> [Instructions]:
- a) Answer these questions about the leadership article, each on its own line:
(i) How many hours did the drive to the company's headquarters actually take?
(ii) At what time did the jeep reach its destination?
(iii) How many people did the writer interview on the first day?
- b) Continue the leadership article from the point where it stops.

> [Reading text]:
---

There is more to good leadership that just being a great motivator

Part of good leadership is to set a clear direction, find your employees’ innate gifts and encourage them to use those gifts

Group of happy young business people in a meeting at office

Rumi says, “Something opens our wings. Something makes boredom and heartache disappear. Someone fills the cup in front of us. We taste only sacredness.” All human beings have great potential. The question every leader asks is “How do we tap into this enormous potential?”

A few years ago I was in Tajikistan, where I worked with a company that was struggling with both finances and motivating its staff. I was forewarned that the staff members did not have business sense because they had become accustomed to the Soviet system in which the state did everything. The private enterprise system was foreign to them.

My job was to motivate the staff, and I was given two full days to accomplish this. After flying to Tajikistan and getting a VIP welcome at the airport, I was brought back to reality when I travelled by jeep to the company’s headquarters. What was supposed to be a 12-hour drive in the mountains turned out to be a 19-hour commute with four flat tires and no real washrooms or restaurants along the way.

We reached our destination at 3am. The view of the mountains was nothing short of spectacular. Getting out of the car, high in the mountains, I was greeted by thousands of stars, each seemingly bigger than the earth. I was watching with my entire five-foot-seven-inch height. If I’d ever wanted to learn a lesson in humility, it was right there.

Getting out of the car, high in the mountains, I was greeted by thousands of stars, each seemingly bigger than the earth

“I won’t motivate them”

At 8am the CEO was knocking on my door, saying, “Hey, Mr Motivator, please come and motivate my people.” I told the CEO that I was not doing that. He was surprised because that was the purpose of my engagement.

I told him that what I wanted to do was spend the first of my two days interviewing his top 25 people. He didn’t think that was going to help because they had no idea about business. I told him that didn’t matter because I needed to understand the challenges from their perspective before I could motivate them. I did not leave him much choice.

I spent the entire day interviewing his top 25 people, many of them with the help of a translator. I asked them three questions:

  1. Do you have a clear idea of the vision and mission of your company?
  2. What are the big roadblocks preventing you from working at your best?
  3. If you were the CEO of the company, how would you run it differently?

---

> [Data section]:
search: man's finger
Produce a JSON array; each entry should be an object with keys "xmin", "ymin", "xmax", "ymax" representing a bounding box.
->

---

> [Task-by-task answers]:
- a)
(i) 19 hours
(ii) 3am
(iii) 25

- b)
As they responded, I made notes and ended up with about 30 pages. In the evening I asked the CEO to assemble these top 25 people at 8am the next day. He asked me when I was going to start motivating. I told him, “Sometime tomorrow.”

I woke up at 2am and summarised the 30 pages into 10 key areas, which I wrote on a white board. At 7am I went through these 10 points with the interviewees to confirm that I had captured the essence of what they had stated the previous day. They studied the list hard and confirmed that the points encapsulated our individual discussions.

I woke up at 2am and summarised the 30 pages into 10 key areas, which I wrote on a white board

rom my interviews, I learned that no one had a clear picture of the vision and mission of the company. I decided to put them into groups of four to brainstorm about where they would like to see the company in five years’ time. I gave them approximately 30 minutes to do this.

Subsequently, I had one member from each group present their findings. As we went through each presentation, they were not only able to articulate a powerful vision and mission but also came up with a logo and branding proposition. Incredible! I had never seen any group that I have dealt with come up with all of this in a matter of an hour and have consensus around it. This was a group that supposedly had no business background. Absolutely amazing!

This example illustrates two key points. First, we underestimate people’s capabilities. We all have innate gifts. Second, without clarity of purpose and direction, there is no motivation.

Importance of clarity

If you don’t have a clear sense of your purpose and goals, you cannot use your innate gift well.

A few years ago, Harris Interactive, the originators of the Harris Poll, polled 23,000 American residents employed full-time in key industries and key functional areas. Among other things, they reported the following findings:

  • Only 1 in 5 was enthusiastic about their team and organisation’s goals.
  • Only 1 in 5 had a clear “line of sight” linking their tasks and the team and organisation’s goals.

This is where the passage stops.